[Supplied text Boundary: Start]

2. Multi-dimensional Rewards (Contrastive Visual + Information Gain): Targeting both accuracy and utility

If rewards focused solely on geometric IoU, the model might engage in reward hacking—producing accurate boxes with generic captions, or beautiful captions for irrelevant boxes. PFlowNet splits the reward into independent constraints:

\[R(z_{0:k}\top) = \left(\prod_{i=1}^k \frac{p_\phi^+(z_i)}{p_\phi^-(z_i)}\right) p_\phi(Y \mid z_{0:k}\top, X).\]

In the contrastive term, \(p_\phi^+(z_i)=p_\phi(c_i\mid I_{r_i})\) is the visual likelihood of the caption within the crop, and \(p_\phi^-(z_i)=p_\phi(c_i\mid I\setminus I_{r_i})\) is the likelihood in the complement region. A key insight: under trajectory expectation, this contrastive term is equivalent to reverse-KL distillation, encouraging captions to represent privileged information from the crop while ignoring background noise. The information gain term \(p_\phi(Y|z_{0:k}\top, X)\) ensures the chosen trajectory actually contributes to the final answer.

3. Vicinal Geometric Shaping: Downgrading expert boxes from "targets" to "guardrails"

[Supplied text Boundary: End]

Your tasks:
**A.** Decide whether each statement agrees with the PFlowNet reward passage, answering yes or no and quoting the deciding words. (i) The contrastive term compares a caption's likelihood within the crop against its likelihood in the complement region. (ii) PFlowNet bases its reward solely on geometric IoU. (iii) Under trajectory expectation, the contrastive term is equivalent to forward-KL distillation.
**B.** According to the PFlowNet reward passage, what does the information gain term ensure?
**C.** Write the next part of the PFlowNet reward passage, picking up after its last line.
The items come from a source unrelated to the PFlowNet reward passage.

[Entries supplied Boundary: Start]

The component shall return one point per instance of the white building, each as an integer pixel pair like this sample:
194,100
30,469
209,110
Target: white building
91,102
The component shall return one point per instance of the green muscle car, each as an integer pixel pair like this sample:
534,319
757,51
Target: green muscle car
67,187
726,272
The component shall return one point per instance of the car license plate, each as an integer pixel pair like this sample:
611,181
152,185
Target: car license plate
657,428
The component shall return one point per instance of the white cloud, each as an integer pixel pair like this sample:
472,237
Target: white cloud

[Entries supplied Boundary: End]

Task-by-task answers:
**A.**
(i) Yes: "\(p_\phi^-(z_i)=p_\phi(c_i\mid I\setminus I_{r_i})\) is the likelihood in the complement region"
(ii) No: "PFlowNet splits the reward into independent constraints"
(iii) No: "this contrastive term is equivalent to reverse-KL distillation"

**B.** It ensures the chosen trajectory actually contributes to the final answer.

**C.**
Since precise expert boxes are often not the best evidence (due to tunnel vision), the model should not be forced to imitate experts 100%, but exploration cannot be entirely unchecked. PFlowNet penalizes only trajectories outside the expert neighborhood. Using a symmetric Chamfer-IoU distance \(d_{IoU}(A,B)=1-0.5(IoU_{A\to B}+IoU_{B\to A})\), an \(\varepsilon\)-neighborhood \(\mathcal{B}_\varepsilon(E)=\{z_{0:k}\mid d_{IoU}(r_{1:k},E)\le\varepsilon\}\) is defined around the expert RoI set \(E\). The shaping weight \(\omega_\lambda(z_{0:k},E)=\exp(-\lambda\,\mathbb{I}(z_{0:k}\notin\mathcal{B}_\varepsilon(E)))\) applies a penalty \(\lambda\) only to trajectories outside this neighborhood. The shaped reward \(R_\lambda=R\cdot\omega_\lambda\) is then used in the Sub-TB objective. Theorem 3.4 proves there exists a \(\lambda^\star\) making the TV distance bound strictly smaller than both MLE and expert-guided RLVR.

Loss & Training¶

Data Pipeline: Gemini-3-flash / GPT-4o act as teachers. Synthetic flows \(Z_s\) are generated by randomly expanding expert RoIs. A verifier samples answers with and without \(Z_s\), splitting data by pass@k: simple samples (\(k=1\)) are discarded; samples where \(2\le k_{w/Z_s}\le 16\) go to the RFT set; and hard samples where \(k_{w/o Z_s} > 16\) but \(k_{w/Z_s} = 1\) go to the cold-start set.
Cold-start: Standard SFT minimizing the cross-entropy between \(p_\theta(Z|X)\) and \(Z_s\).
vRFT: Combining the three designs, utilizing parallelized Sub-TB computation for sampled trajectories.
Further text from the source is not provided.